## Documento de origem
----------
A minha crónica semanal no Jornal Torrejano.
Ao longo da vida o fenómeno político sempre me fascinou e sempre foi
objecto de meditação. Com o filósofo Paul Ricoeur descobri a razão desse
fascínio na formulação daquilo que ele chamava paradoxo político - a
política é o lugar de racionalização da vida social e, ao mesmo tempo, o lugar
da violência, da mais terrível irracionalidade. A minha meditação sobre o
fenómeno levou-me a um outro lado, a um lado onde descubro o fenómeno político
em si como o sítio do mal radical.
O poder político existe porque nós praticamos o mal, e a política lida
com o mal praticando o mal, através da violência legítima. Mas o mal que o
poder – incluindo o democrático – pratica não está apenas na violência legítima
usada para castigar o mal praticado pelos indivíduos. Está também nas decisões
que toma e que, na sua unilateralidade e enviesamento, interferem na vida dos
indivíduos, limitando a sua liberdade, a sua vida, a sua capacidade de agir,
distorcendo a justiça, favorecendo os mais fortes – sejam eles quais forem – e
mutilando a vida dos mais fracos.
----------
## Dados apresentados

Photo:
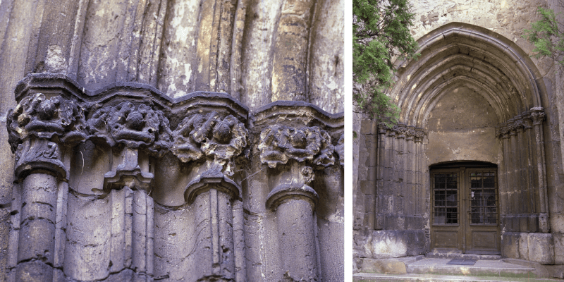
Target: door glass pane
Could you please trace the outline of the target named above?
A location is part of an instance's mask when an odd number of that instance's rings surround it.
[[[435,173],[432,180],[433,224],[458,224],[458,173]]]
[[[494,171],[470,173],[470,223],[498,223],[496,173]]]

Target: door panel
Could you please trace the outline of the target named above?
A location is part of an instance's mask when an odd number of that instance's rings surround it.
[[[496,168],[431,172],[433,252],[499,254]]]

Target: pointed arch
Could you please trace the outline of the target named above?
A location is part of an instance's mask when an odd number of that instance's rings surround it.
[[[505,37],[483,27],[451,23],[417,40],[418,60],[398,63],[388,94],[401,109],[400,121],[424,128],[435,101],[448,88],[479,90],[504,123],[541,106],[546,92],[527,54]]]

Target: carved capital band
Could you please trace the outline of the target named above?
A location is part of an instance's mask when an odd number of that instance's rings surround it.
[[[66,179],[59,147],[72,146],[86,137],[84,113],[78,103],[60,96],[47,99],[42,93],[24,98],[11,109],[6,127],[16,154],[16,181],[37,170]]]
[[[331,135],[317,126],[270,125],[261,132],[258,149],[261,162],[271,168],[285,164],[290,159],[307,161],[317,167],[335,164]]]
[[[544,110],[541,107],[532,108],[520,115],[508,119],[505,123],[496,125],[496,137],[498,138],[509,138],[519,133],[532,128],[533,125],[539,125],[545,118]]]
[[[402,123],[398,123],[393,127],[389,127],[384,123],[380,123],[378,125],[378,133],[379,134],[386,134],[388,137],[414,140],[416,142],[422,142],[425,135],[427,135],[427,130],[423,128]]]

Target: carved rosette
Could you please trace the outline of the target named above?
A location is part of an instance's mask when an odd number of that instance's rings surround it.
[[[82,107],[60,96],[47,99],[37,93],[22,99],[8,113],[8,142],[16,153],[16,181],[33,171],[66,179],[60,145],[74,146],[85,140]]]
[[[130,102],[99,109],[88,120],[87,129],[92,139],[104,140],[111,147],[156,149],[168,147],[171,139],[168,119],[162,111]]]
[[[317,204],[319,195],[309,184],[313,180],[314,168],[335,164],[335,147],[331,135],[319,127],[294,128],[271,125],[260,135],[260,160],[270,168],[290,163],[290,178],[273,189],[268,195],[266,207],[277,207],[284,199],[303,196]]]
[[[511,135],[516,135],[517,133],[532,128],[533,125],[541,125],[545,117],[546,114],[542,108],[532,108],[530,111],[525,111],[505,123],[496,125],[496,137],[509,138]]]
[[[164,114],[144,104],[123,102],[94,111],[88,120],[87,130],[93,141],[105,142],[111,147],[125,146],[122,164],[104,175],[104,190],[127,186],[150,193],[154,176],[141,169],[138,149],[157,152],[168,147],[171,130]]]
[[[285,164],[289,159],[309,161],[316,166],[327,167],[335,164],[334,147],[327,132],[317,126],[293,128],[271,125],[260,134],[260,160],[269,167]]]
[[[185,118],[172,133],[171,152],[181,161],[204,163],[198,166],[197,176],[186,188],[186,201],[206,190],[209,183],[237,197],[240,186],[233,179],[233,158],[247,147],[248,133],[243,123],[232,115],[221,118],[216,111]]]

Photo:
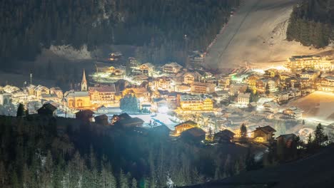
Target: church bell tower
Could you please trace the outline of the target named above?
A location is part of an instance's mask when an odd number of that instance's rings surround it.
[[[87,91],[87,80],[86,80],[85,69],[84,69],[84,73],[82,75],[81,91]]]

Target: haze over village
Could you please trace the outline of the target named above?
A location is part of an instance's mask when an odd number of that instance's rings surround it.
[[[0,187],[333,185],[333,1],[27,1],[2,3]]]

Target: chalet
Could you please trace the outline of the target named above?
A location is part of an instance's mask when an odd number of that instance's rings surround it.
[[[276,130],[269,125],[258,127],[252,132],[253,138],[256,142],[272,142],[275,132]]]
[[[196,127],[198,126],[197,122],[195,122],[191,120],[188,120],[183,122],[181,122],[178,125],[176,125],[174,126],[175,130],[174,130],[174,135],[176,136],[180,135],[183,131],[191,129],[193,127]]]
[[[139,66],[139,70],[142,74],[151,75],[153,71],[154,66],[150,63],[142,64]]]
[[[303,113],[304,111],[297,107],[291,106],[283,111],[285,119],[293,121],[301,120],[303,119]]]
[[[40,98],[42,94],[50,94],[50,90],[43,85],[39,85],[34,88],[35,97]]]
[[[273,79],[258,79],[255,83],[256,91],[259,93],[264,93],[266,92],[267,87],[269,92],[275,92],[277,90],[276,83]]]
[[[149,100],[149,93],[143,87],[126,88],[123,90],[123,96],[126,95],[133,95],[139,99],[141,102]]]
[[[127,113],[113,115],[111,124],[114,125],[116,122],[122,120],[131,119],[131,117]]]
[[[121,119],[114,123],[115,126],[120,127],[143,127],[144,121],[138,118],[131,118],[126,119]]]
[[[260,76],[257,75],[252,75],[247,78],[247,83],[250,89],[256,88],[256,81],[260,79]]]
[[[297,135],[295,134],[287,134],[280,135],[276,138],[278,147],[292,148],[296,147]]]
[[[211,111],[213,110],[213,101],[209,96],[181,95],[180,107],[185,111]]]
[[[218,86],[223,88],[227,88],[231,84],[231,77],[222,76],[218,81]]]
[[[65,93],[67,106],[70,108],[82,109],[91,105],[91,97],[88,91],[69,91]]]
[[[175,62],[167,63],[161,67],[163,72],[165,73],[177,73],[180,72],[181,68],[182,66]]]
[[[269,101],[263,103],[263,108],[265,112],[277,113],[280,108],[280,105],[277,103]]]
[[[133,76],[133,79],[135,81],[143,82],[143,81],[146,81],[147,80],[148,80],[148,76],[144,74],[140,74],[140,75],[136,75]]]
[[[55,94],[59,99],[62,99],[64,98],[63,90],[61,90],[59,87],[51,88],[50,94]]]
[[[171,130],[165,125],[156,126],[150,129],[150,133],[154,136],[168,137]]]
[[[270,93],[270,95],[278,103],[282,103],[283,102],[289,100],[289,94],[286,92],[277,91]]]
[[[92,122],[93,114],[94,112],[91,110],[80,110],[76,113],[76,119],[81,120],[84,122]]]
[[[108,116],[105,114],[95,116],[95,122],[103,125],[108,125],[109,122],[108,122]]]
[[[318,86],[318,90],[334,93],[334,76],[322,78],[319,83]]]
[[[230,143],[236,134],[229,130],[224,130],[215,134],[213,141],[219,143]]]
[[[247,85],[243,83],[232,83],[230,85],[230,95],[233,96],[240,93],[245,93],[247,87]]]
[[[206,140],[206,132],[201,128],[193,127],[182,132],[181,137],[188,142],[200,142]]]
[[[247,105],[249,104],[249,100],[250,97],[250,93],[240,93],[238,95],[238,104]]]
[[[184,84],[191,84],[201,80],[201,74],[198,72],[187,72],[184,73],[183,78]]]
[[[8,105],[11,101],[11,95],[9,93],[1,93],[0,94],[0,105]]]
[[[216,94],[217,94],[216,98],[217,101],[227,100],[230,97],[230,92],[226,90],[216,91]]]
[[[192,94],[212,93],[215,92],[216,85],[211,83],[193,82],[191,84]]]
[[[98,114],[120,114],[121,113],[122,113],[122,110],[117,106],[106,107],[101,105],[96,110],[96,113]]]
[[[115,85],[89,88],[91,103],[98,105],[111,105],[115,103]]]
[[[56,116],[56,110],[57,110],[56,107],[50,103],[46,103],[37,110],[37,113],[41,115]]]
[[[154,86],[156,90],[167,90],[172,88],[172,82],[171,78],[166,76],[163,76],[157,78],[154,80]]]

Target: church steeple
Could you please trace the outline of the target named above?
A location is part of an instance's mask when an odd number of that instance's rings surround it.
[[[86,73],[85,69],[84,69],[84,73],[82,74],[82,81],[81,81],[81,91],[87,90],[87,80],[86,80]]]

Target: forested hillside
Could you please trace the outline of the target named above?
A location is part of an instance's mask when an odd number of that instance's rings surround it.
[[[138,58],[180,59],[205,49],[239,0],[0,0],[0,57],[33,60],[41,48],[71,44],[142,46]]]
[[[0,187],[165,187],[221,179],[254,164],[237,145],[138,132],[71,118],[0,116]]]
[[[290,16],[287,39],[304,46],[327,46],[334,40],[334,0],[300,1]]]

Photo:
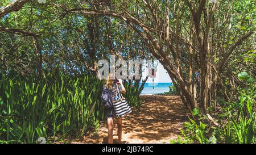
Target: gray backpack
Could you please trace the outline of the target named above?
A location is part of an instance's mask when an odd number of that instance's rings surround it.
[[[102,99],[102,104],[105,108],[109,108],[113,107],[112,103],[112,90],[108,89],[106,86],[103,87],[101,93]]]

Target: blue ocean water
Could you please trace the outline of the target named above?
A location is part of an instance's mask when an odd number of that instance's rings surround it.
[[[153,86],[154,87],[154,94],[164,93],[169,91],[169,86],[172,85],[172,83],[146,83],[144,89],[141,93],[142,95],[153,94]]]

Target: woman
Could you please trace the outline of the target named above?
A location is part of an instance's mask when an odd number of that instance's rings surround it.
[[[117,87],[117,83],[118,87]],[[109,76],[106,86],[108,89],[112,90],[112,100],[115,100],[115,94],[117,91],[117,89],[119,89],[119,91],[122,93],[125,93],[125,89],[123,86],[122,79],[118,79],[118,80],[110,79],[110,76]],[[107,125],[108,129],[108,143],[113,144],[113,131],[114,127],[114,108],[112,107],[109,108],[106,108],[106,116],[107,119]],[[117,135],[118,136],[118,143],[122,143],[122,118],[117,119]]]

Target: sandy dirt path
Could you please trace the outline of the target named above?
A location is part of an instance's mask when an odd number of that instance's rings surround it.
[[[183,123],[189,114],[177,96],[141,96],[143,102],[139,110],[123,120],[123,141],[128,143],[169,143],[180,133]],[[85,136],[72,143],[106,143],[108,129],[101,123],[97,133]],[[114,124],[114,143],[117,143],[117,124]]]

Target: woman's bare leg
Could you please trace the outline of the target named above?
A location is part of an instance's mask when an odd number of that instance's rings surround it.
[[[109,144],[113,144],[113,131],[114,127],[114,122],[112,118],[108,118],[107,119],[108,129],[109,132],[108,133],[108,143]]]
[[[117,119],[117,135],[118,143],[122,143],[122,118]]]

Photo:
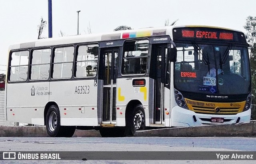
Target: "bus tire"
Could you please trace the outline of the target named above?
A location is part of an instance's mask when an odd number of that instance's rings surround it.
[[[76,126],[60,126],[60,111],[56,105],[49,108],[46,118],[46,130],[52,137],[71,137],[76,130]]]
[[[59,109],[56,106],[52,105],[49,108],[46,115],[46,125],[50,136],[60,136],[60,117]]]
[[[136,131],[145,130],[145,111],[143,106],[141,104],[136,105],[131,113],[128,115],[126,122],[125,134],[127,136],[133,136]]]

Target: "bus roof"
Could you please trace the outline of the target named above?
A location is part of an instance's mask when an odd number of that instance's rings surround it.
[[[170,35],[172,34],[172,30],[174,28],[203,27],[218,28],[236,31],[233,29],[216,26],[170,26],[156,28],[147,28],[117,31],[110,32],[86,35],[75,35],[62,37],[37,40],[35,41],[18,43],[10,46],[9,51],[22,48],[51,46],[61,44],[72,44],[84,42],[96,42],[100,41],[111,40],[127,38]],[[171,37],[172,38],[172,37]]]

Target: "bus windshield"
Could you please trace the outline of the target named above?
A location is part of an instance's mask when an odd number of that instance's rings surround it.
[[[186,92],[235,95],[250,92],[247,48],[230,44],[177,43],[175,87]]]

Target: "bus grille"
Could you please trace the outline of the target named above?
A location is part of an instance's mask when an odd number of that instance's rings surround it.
----------
## Instruções a seguir
Devolva, sem qualquer alteração, o trecho da crónica sobre o fenómeno político que começa nas palavras que contêm "O poder político" e termina em "dos mais fracos.".

## Solução do problema
O poder político existe porque nós praticamos o mal, e a política lida
com o mal praticando o mal, através da violência legítima. Mas o mal que o
poder – incluindo o democrático – pratica não está apenas na violência legítima
usada para castigar o mal praticado pelos indivíduos. Está também nas decisões
que toma e que, na sua unilateralidade e enviesamento, interferem na vida dos
indivíduos, limitando a sua liberdade, a sua vida, a sua capacidade de agir,
distorcendo a justiça, favorecendo os mais fortes – sejam eles quais forem – e
mutilando a vida dos mais fracos.